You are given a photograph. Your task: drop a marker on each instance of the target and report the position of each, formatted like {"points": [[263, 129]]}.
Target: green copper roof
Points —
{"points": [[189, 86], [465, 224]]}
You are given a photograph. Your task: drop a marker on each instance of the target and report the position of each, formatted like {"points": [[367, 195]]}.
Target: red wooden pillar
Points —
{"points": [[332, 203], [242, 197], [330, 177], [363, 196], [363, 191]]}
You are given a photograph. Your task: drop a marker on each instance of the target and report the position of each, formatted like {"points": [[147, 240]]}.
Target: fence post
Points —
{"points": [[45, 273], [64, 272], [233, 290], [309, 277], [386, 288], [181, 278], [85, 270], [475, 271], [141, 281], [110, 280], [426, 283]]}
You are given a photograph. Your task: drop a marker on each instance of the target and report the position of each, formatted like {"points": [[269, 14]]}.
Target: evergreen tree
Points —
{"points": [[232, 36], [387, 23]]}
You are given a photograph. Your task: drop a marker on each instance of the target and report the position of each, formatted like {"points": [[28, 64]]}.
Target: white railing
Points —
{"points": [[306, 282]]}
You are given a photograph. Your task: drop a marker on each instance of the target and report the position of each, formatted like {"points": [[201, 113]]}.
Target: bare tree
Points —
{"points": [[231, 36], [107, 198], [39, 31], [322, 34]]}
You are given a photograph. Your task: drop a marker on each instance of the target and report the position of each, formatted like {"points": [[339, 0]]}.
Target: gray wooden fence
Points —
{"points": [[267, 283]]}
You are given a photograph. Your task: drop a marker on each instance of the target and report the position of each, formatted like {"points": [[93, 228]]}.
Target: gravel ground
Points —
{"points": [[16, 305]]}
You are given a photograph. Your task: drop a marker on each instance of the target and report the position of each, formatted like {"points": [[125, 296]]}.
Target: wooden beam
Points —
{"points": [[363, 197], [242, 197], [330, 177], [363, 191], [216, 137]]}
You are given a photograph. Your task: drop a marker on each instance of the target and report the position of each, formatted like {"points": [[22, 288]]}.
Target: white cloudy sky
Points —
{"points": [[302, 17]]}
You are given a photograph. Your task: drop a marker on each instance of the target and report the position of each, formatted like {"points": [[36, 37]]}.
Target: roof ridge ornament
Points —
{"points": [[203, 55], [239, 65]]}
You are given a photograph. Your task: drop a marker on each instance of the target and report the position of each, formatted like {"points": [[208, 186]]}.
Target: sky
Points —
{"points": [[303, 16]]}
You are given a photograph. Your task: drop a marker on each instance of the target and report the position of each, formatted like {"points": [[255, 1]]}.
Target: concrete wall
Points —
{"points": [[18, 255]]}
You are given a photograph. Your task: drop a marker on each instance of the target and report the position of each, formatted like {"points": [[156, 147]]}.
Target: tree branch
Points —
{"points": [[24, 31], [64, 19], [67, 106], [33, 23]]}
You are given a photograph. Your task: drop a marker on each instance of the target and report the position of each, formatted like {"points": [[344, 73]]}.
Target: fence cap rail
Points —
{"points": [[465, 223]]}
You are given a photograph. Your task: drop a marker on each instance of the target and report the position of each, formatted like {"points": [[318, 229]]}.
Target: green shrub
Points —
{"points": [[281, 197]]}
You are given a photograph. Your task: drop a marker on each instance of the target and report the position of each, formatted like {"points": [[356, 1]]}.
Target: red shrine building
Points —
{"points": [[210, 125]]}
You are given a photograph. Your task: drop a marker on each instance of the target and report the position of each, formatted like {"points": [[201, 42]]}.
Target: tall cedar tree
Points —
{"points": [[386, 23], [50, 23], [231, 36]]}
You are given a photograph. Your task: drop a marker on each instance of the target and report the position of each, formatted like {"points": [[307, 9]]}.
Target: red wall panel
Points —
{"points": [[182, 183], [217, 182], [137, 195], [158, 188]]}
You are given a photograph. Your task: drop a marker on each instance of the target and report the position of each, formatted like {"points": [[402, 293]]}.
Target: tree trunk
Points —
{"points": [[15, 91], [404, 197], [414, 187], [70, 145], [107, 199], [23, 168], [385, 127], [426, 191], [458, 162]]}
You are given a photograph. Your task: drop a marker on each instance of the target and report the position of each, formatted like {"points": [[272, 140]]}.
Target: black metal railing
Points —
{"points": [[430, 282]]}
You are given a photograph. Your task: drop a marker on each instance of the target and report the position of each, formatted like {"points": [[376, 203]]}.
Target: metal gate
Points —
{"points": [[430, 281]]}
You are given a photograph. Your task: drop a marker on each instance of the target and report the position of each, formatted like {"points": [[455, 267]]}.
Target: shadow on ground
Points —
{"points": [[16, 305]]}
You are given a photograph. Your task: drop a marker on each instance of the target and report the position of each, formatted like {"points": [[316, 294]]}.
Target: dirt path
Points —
----
__BRIEF__
Repeat every record, keeping each word and mark exactly as it is.

__REPLY TO THE EXERCISE__
You are given a photograph. Your task: drop a marker on each instance of the target and report the position of each, formatted like {"points": [[263, 129]]}.
Target: green copper roof
Points —
{"points": [[189, 86], [465, 224]]}
You are given a photograph. Your task: drop a marker on each instance of the target and report the position of each, formatted like {"points": [[367, 195]]}.
Target: red wooden pillar
Points —
{"points": [[332, 203], [242, 197], [330, 177], [363, 196], [363, 191]]}
You are given a photograph. Your task: drop a marker on each instance of the target and report the position of each, formatted like {"points": [[147, 240]]}.
Target: fence post
Points —
{"points": [[45, 273], [64, 272], [233, 290], [309, 277], [386, 288], [181, 278], [85, 270], [475, 271], [141, 281], [110, 280], [426, 283]]}
You are given a photograph. Your task: drop a marker on each instance of the target and report the position of each, formatted like {"points": [[269, 14]]}.
Target: evergreen tree
Points —
{"points": [[232, 36], [387, 23]]}
You are given a photograph. Your task: drop a marker on each instance of the target and report the position of each, formatted like {"points": [[28, 64]]}.
Target: white railing
Points —
{"points": [[306, 282]]}
You are given a photograph. Your task: drop a marker on each instance of the target and report the position of each, formatted like {"points": [[201, 113]]}.
Target: bare tree
Points —
{"points": [[231, 36], [107, 198], [39, 31], [322, 34]]}
You are given a photograph. Your task: drop a marker on each instance of the target and report the position of each, formatted like {"points": [[339, 0]]}.
Target: gray wooden fence
Points —
{"points": [[267, 283]]}
You are given a photograph. Your task: drop a marker on each instance of the target and report the position of each, formatted like {"points": [[93, 228]]}.
Target: gravel ground
Points —
{"points": [[16, 305]]}
You are given a photograph. Your task: drop a marker on each instance of the target and report the position of each, formatted like {"points": [[125, 296]]}.
Target: wooden beam
Points —
{"points": [[363, 197], [242, 197], [330, 177], [363, 191], [216, 137]]}
You are given a photograph. Your task: drop a marker on each instance of the target and report the position of each, formatted like {"points": [[22, 288]]}.
Target: white cloudy sky
Points —
{"points": [[302, 17]]}
You are given a photograph. Your task: drop a marker on each instance of the target and report the position of each, formatted like {"points": [[36, 37]]}.
Target: roof ridge ornament
Points —
{"points": [[203, 55], [239, 65]]}
You are given a photograph. Your task: drop a marker on each instance of the target and report the position of each, formatted like {"points": [[208, 186]]}.
Target: sky
Points —
{"points": [[303, 16]]}
You are given a photograph. Your task: drop a marker on each instance of the target and report the position of each, formatted like {"points": [[255, 1]]}.
Target: concrete wall
Points —
{"points": [[18, 255]]}
You are given a photograph. Your task: drop a marker on each instance of the target and report the position of each, formatted like {"points": [[156, 147]]}.
Target: tree branch
Points —
{"points": [[24, 31], [64, 19], [67, 106], [33, 23]]}
You are given a photograph. Your task: drop a marker on each instance of the target and report the position of each, formatted like {"points": [[344, 73]]}.
Target: fence cap rail
Points —
{"points": [[465, 223]]}
You are given a photograph. Your task: drop a marker on each instance of the target and report the position of each, formatted like {"points": [[318, 229]]}.
Target: green shrub
Points —
{"points": [[281, 197]]}
You are given a photograph. Your task: drop a marker on each instance of the target and report the position of each, formatted like {"points": [[356, 1]]}.
Target: red shrine building
Points —
{"points": [[210, 125]]}
You are given a photograph. Your task: drop a marker on each instance of the target and report the position of each, formatted like {"points": [[201, 42]]}.
Target: tall cedar tree
Points —
{"points": [[386, 23], [50, 23], [231, 36]]}
You are given a photograph. Your task: drop a marker on each instance of the target and report the position of each, formatted like {"points": [[307, 9]]}.
Target: red wall panel
Points —
{"points": [[182, 183], [217, 182], [137, 195], [158, 188]]}
You are given a photograph. Your task: drop a marker on each instance of the target and report the position of each, formatted like {"points": [[402, 293]]}.
Target: tree trunk
Points —
{"points": [[15, 91], [404, 197], [414, 187], [70, 145], [107, 199], [23, 168], [385, 127], [426, 191], [458, 162]]}
You are given a photograph. Your task: drop a marker on each instance of the target and report the position of each, formatted like {"points": [[272, 140]]}.
Target: black metal railing
Points —
{"points": [[430, 282]]}
You are given a photograph. Your task: drop a marker on each instance of the target and report the position of each, formatted like {"points": [[376, 203]]}.
Target: metal gate
Points —
{"points": [[430, 281]]}
You are given a photograph. Your task: drop a marker on each instance of the target and report the position of each, formatted like {"points": [[455, 267]]}.
Target: shadow on ground
Points —
{"points": [[16, 305]]}
You are given a photograph. Your task: drop a marker on each instance of the target and report the position of each, formatted like {"points": [[316, 294]]}.
Target: dirt path
Points —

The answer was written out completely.